Document
..............................
I ruled out about every kind of stack except for the Harding stack, the Quickerstack, the Karma stack(s), the Si Stebbins stack.

I finally decided to create my own variant of Si Stebbins (at the end of this post I give the reasons for rejecting the other three excellent algorithmic stacks mentioned).

Because I'm creating this stack in the reverse direction from the normal Stebbins I'm naming this Snibbets (which is Stebbins spelled backwards). Note that it uses shcd. Have the first four (the key cards) memorized (8S, 5H, 2C, QD).

Snibbets simplified rules for any card:
Any card is named.
1. Determine the number of steps from its key suit card to it (steps within the suit).
2. then multiply the steps by 4.
3. then add the pip points/lobes. The result is the position of the card. Very simple.

Snibbets simplified rules for any number:
Any number from 1 to 52 is named.
1. Divide the number by 4 to get a quotient and a remainder. Note if remainder is zero (means diamonds) steal one from the quotient to make the remainder equal 4.
2. Use the remainder to determine the suit shcd.
3. Add the quotient to the suit's key card value.
4. If the result is greater than 13 then subtract 13.
The result is the value of the card at the
position named by a spectator.

Mental mnemonic memory story for the four key cards: "Eight shovels were used to bury five hearts that were stopped by two clubs while a rich queen watched". If you visually picture this little story in your mind you should never forget these four key cards.

Actually the mental imagery of the order of these four cards is not important, what is important is simply to remember the names (value and suit) of these four important starting point key cards (the sequence of your mental image of these four cards is not important)
..............................
List of tasks
A: Which four key cards does the card stack post say to memorize?
B: Extend the post about the Snibbets card stack, picking up right after its final sentence.
The items that come after this post are separate material and are not part of it.
..............................
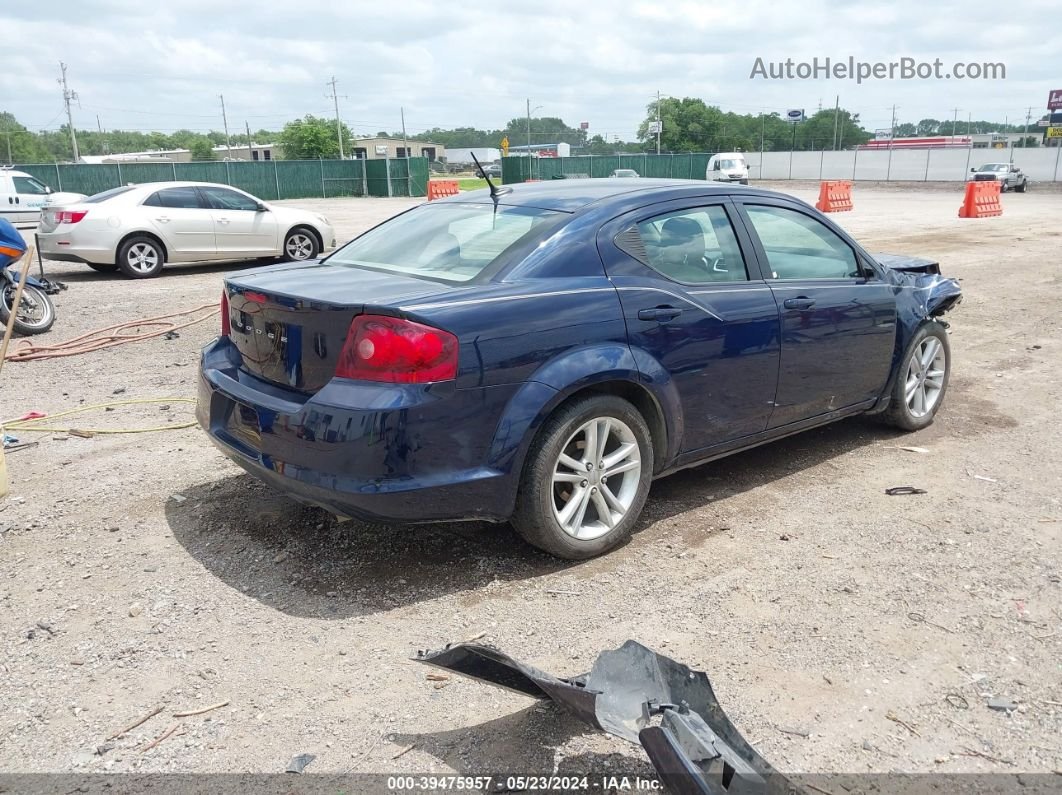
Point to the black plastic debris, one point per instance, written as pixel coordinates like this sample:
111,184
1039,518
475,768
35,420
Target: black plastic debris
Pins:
297,764
634,693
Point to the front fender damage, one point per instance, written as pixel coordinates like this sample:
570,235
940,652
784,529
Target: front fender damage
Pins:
694,745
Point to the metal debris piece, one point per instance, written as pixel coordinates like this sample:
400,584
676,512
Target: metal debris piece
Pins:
1003,705
694,745
297,764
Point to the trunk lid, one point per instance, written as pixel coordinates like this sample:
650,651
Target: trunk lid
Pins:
290,322
937,293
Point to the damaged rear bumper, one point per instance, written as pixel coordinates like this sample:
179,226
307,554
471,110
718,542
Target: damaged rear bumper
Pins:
694,745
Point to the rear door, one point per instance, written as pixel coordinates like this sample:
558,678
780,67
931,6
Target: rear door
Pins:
240,227
838,317
182,219
695,303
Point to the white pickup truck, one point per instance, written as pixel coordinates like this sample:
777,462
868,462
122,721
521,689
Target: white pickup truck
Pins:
22,195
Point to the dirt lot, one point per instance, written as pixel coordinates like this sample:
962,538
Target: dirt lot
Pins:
146,570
..............................
Responses by task
A: 8S, 5H, 2C, and QD.

B:
Always have the 8 of spades as the starting card (top card) of this stack.

Snibbets Acaan 8S (physical deck):
8S, 5H, 2C, QD, 9S, 6H, 3C, KD, 10S, 7H, 4C, AD, JS, 8H, 5C, 2D, QS, 9H, 6C, 3D, KS, 10H, 7C, 4D, AS, JH, 8C, 5D, 2S, QH, 9C, 6D, 3S, KH, 10C, 7D, 4S, AH, JC, 8D, 5S, 2H, QC, 9D, 6S, 3H, KC, 10D, 7S, 4H, AC, JD
That's pretty much it. A more detailed explanation will be in my next post.

Notes on why I decided against the three excellent algorithm stacks: Harding, Quickerstack, Karma stack for our situation.
First based on my rudimentary research these are the best easy to use algorithmic stacks that I found and they all have a much more random appearance than Si Stebbins, but Stebbins is public domain (free).

I think the Harding stack may be public domain also but I'm not sure. May as well be with all the YouTube videos about it. It's technique of visually thinking of a new deck order (A thru K of each suit) and digit switching is ingenious and fairly easy to do.

The Quickerstack and Karma stack methodology using a tetradistic system and pairs via Harry Riser is pretty easy and ingenious but those stacks are not free and for our limited use situation my friends are probably not going to shell out $60 for the Quickerstack nor $18 for the Karma stack (a more obscure site has Karma for $6.xx).

I was about to go with the Harding stack but decided to see if I could come up with some simple rules to use with the Si Stebbins as the base for my rules.

Note that when doing just a couple of acaan tricks for a waitress the cards are being dealt face up onto a single pile that the spectators are not going to have a good look at the various cards in context with each other thus the randomness objection to Si Stebbins greatly diminishes. Of course we would do some false shuffles and a quick face-up spread before doing the acaan(s).

Another small benefit to the Si Stebbins is that it's pretty easy to tell if a card(s) get out of order and thus the magician can quickly check the accuracy of the stack before performing and then correct the deck.

Thus I believe that my Snibbets stack (and it's rules) is the easiest for my magician friends to learn and use. We will see.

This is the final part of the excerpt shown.